== Text segment ==
####################

We did a system upgrade for our dual fuel system this year.  Probly should have just put in a heat pump....would have been cheaper.  I'll never save enough to pay off that thing.  I am using a lot less electric though....at least in summer.  on average I was using 500kwh less permonth(example  2900 instead of 3500) and the house was just as comfortable....and if I am not mistaken it was hotter this year also. I'm putting A/C in my shop this summer so we will see what happens. I used about the same amount of gas last month as the month before.  More than anything I think that is attributed to the fact that I have eased up one the energy nazi thing with the family....but, the wife has surprised me recently when we came home and the fire had died down.  I loaded some wood onto it and kicked the thermostat up to heat the house back up....she kicked it back down and handed me a sweatshirt.


----------



## Rhone (Dec 12, 2006)

Another point, wasn't it a special heat pump programmable thermostat purchased?  Those use formula's to minimize aux heat.


----------



## jjbaer (Dec 15, 2006)

wahoowad said:
			
		

> Sandor, you are THE MAN!
> 
> That link gave me exactly what I was looking for! Here is what I found:
> 
> ...



Make sure the billing cycles you're comparing have the same number of days...if they don't, you'll have to ratio them up or down to make them equivalent


----------



## ChrisN (Dec 15, 2006)

DavidV wrote: 





> I am using a lot less electric though....at least in summer.  on average I was using 500kwh less permonth(example 2900 instead of 3500) and the house was just as comfortable


  2900kwh/ month Dave?  Holy crap, mine is closer to 500 to 600 / month for my 4 bedroom house.  Here in CT, 2900kwh would run about $520.00.


----------



## jjbaer (Dec 18, 2006)

DavidV said:
			
		

> We did a system upgrade for our dual fuel system this year.  Probly should have just put in a heat pump....would have been cheaper.  I'll never save enough to pay off that thing.  I am using a lot less electric though....at least in summer.  on average I was using 500kwh less permonth(example  2900 instead of 3500) and the house was just as comfortable....and if I am not mistaken it was hotter this year also. I'm putting A/C in my shop this summer so we will see what happens. I used about the same amount of gas last month as the month before.  More than anything I think that is attributed to the fact that I have eased up one the energy nazi thing with the family....but, the wife has surprised me recently when we came home and the fire had died down.  I loaded some wood onto it and kicked the thermostat up to heat the house back up....she kicked it back down and handed me a sweatshirt.



Dave,

You saying your average electricity bill was 3500 KW-HR per month?  If so, what size house do you have?  You must not have that much (or any) insulation unless your house is HUGE!


----------

####################

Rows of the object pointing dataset
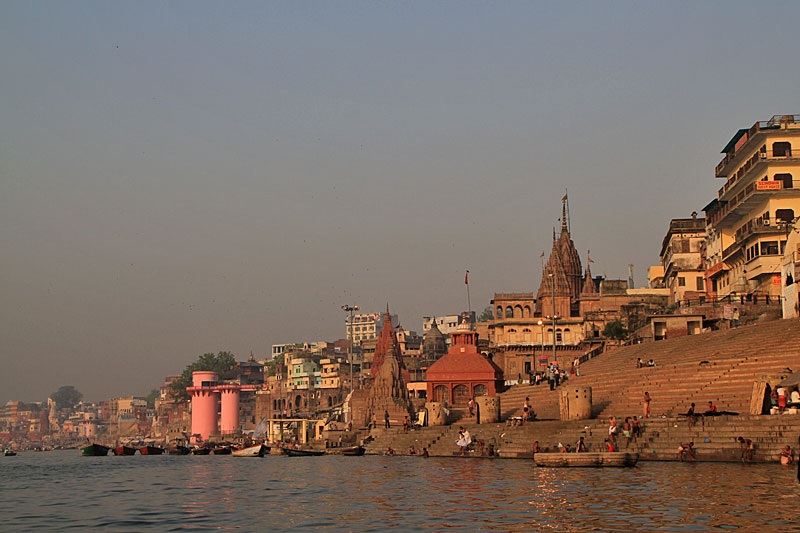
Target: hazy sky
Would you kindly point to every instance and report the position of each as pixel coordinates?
(185, 177)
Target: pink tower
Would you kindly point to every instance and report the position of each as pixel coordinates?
(230, 408)
(204, 403)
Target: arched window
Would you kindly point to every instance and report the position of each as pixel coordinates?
(460, 394)
(441, 393)
(781, 149)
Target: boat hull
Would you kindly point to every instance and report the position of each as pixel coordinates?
(302, 453)
(124, 450)
(590, 459)
(354, 451)
(94, 450)
(252, 451)
(151, 450)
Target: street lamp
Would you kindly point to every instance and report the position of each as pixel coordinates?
(350, 309)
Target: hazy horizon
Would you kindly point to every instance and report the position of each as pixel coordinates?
(188, 177)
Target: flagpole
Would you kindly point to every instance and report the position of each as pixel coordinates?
(466, 282)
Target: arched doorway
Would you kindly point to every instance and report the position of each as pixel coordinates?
(460, 394)
(441, 393)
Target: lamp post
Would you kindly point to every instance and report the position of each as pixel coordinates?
(350, 309)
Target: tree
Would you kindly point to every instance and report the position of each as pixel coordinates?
(66, 396)
(615, 330)
(222, 363)
(486, 315)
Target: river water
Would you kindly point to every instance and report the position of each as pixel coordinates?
(64, 491)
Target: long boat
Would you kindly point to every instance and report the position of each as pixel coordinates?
(124, 450)
(291, 452)
(179, 450)
(588, 459)
(94, 450)
(354, 450)
(251, 451)
(151, 450)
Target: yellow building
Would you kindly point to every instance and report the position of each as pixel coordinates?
(747, 224)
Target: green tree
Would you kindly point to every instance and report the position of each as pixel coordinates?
(66, 396)
(615, 330)
(222, 363)
(486, 315)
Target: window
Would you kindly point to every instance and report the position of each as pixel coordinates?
(769, 248)
(785, 179)
(781, 149)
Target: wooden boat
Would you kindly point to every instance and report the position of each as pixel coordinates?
(291, 452)
(586, 459)
(124, 450)
(354, 451)
(178, 450)
(94, 450)
(252, 451)
(151, 450)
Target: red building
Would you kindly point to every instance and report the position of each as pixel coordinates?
(464, 372)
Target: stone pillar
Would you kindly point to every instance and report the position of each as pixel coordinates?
(488, 409)
(229, 398)
(436, 414)
(575, 403)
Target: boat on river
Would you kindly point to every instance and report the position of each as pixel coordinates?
(354, 451)
(94, 450)
(587, 459)
(251, 451)
(292, 452)
(124, 450)
(179, 450)
(151, 450)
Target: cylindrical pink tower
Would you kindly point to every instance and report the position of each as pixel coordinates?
(229, 422)
(204, 403)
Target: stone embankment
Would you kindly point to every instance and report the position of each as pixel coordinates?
(714, 438)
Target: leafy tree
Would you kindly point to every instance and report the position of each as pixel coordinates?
(486, 315)
(66, 396)
(615, 330)
(222, 363)
(151, 398)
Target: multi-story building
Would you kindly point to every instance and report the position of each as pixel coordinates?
(366, 326)
(748, 222)
(684, 275)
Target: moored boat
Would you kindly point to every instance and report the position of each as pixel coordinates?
(151, 450)
(124, 450)
(179, 450)
(94, 450)
(354, 451)
(291, 452)
(251, 451)
(589, 459)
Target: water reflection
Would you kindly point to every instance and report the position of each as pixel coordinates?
(61, 490)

####################

== Required tasks ==
**a)** According to the forum thread, what would 2900 kWh cost per month in CT?
**b)** Duplicate the part of the forum thread that opens with the words containing "You saying your" and closes with "house is HUGE!".
Answer using only the forum thread.

== Answers given ==
**a)** About $520.00.

**b)**
You saying your average electricity bill was 3500 KW-HR per month?  If so, what size house do you have?  You must not have that much (or any) insulation unless your house is HUGE!